LISTA DE TAREFAS »
(1) Diga se cada afirmação abaixo está de acordo com o trecho do texto, respondendo sim ou não e citando as palavras do trecho que decidem a resposta. (a) A abertura mostrada na foto espacial fica no município de Altamira, no Pará. (b) Uma foto de satélite feita logo após a queima mostraria uma cor rosada. (c) Remover as copas arbóreas e limpar o terreno custa no mínimo R$ 200 por hectare.
(2) Segundo o ministro Roberto Rodrigues, citado no trecho do texto, quantas famílias vivem na Amazônia no sistema tradicional de derrubar, queimar e plantar?
(3) Devolva sem alterações a parte do trecho do texto que vai de "O detalhe de" até "matizes, jamais rosada.", incluindo esta última.

TRECHO DO TEXTO »
________________________________________

Nossos “amazonistas de ar condicionado” voltam aos jornais com afirmativas enganosas, uma verdadeira mistificação do público menos avisado.
Um conceituado periódico de S.Paulo publicou recentemente artigo sob o título de “O Governo Sabe Quem Desmata” (OESP, 13.03, pág.A11), inserindo foto espacial de uma abertura de 6.200 ha, no município de Altamira/ PA, ao lado de outra imagem do mesmo local, obtida tempos atrás, antes da abertura.
O detalhe de pasto retangulares, cuja cor avermelhada indica vegetação de baixo porte, como gramíneas, mostra tratar-se de uma fazenda consolidada, de mais de 2 anos. Uma foto de satélite logo após a queima daria uma cor cinza de vários matizes, jamais rosada.
Em nenhuma hipótese uma área desse porte poderia ser aberta em “pouco mais de um mês” como reza demagogicamente a notícia. Entre a roçada da vegetação fina (chamada broca e destinada a formar facho para a queima), a derrubada, o período para secar e a queimada no final da estiagem, gastam-se geralmente cerca de 8 meses.
As aberturas de floresta alta, geralmente autorizadas dentro do limite legal de 20%, representam um investimento substancial. Custa muito dinheiro, no mínimo R$ 200/ ha, remover as copas arbóreas e limpar o terreno, a fim de deixar entrar luz para inicialmente produzir carne vermelha e mais tarde seja lá o que for. No início, geralmente semea-se capim para formar pasto que convive bem com troncos e tocos remanescentes da derrubada, pois são muito caros de arrancar e amontoar.
As lavouras “no toco”, igualmente viáveis, são bastante raras hoje em dia pelo tipo de mão de obra envolvida para semear com matraca, para depois fazer a colheita manual. Ainda são praticadas por “posseiros”, que fazem novas derrubadas a cada dois anos quando o terreno cultivado se torna praguejado de invasoras, com redução da área que a família pode plantar, tratar e colher. Segundo o ministro Roberto Rodrigues, em recente depoimento no Senado Federal, existem 500.000 famílias na Amazônia vivendo neste sistema tradicional de “derrubar, queimar, plantar duas safras e deixar virar capoeira”, sempre escolhendo a mata mais alta onde a terra é mais fértil e dá menos rebrota (juquira), como já faziam os índios com sua mandioca (P.João Daniel: “Tesouro Descoberto no Máximo Rio Amazonas”, 1776 1.200 pág. Editora Contraponto, 1985).

________________________________________

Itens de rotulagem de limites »
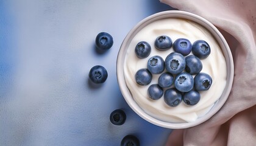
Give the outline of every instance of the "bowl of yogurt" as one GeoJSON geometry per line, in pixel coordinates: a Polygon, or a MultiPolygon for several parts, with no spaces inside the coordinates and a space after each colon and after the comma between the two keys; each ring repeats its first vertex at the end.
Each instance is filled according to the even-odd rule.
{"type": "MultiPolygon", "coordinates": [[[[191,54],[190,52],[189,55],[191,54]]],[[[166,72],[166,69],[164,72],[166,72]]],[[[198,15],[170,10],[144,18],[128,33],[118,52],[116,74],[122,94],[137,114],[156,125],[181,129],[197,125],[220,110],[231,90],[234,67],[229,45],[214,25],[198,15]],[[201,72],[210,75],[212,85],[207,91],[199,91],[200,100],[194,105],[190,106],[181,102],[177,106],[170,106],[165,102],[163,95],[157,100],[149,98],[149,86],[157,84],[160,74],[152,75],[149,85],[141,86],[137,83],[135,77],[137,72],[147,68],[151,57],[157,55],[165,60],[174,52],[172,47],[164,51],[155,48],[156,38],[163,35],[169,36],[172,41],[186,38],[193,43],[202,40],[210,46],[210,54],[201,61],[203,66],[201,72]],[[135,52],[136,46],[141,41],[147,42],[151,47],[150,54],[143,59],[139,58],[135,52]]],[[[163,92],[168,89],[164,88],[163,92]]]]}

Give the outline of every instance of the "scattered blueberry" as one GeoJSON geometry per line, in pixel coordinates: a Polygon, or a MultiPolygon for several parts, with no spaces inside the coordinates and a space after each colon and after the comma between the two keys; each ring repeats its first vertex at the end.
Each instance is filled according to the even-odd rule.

________________________________________

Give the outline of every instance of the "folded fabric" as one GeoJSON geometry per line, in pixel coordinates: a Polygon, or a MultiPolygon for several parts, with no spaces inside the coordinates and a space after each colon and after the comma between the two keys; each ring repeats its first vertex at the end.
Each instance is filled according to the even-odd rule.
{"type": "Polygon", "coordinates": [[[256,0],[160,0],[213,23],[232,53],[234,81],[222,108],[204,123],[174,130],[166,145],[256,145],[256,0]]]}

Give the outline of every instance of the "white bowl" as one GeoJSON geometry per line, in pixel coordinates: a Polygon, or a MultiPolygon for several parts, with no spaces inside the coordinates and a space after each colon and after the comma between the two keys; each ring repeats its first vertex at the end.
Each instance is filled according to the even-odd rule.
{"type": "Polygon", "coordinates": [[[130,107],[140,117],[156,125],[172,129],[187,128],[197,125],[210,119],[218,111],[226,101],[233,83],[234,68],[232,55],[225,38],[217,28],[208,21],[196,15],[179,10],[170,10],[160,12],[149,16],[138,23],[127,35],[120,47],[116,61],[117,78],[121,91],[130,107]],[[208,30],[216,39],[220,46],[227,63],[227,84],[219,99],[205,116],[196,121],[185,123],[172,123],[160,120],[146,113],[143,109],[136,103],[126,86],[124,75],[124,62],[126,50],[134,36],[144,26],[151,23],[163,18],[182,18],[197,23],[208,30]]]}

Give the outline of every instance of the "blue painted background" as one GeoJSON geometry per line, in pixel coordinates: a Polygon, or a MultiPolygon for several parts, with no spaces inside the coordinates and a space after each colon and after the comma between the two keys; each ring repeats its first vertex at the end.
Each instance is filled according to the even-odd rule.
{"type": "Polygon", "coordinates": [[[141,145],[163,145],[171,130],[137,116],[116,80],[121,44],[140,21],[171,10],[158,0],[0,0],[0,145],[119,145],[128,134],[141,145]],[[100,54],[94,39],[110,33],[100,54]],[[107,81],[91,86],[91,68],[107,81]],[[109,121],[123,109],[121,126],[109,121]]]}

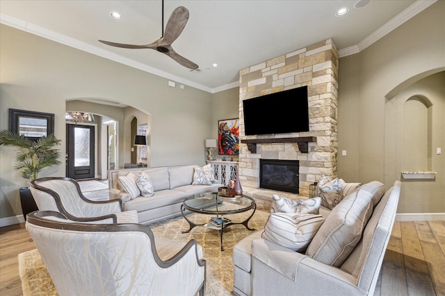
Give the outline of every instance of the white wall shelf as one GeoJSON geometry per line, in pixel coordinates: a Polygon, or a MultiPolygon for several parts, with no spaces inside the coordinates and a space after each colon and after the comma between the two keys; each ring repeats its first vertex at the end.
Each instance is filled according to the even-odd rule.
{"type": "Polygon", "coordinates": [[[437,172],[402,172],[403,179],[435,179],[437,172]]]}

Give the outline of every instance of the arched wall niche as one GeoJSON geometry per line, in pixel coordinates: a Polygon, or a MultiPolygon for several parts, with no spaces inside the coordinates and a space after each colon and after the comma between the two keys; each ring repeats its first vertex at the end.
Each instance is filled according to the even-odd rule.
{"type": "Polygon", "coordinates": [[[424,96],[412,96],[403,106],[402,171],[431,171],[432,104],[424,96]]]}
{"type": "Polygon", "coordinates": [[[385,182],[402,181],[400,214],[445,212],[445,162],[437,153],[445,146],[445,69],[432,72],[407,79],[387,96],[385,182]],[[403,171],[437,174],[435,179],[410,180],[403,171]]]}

________________________________________

RESULTADOS DO EXERCÍCIO »
(1)
(a) Sim: "no município de Altamira/ PA".
(b) Não: "Uma foto de satélite logo após a queima daria uma cor cinza de vários matizes, jamais rosada."
(c) Sim: "Custa muito dinheiro, no mínimo R$ 200/ ha, remover as copas arbóreas e limpar o terreno".

(2) 500.000 famílias.

(3)
O detalhe de pasto retangulares, cuja cor avermelhada indica vegetação de baixo porte, como gramíneas, mostra tratar-se de uma fazenda consolidada, de mais de 2 anos. Uma foto de satélite logo após a queima daria uma cor cinza de vários matizes, jamais rosada.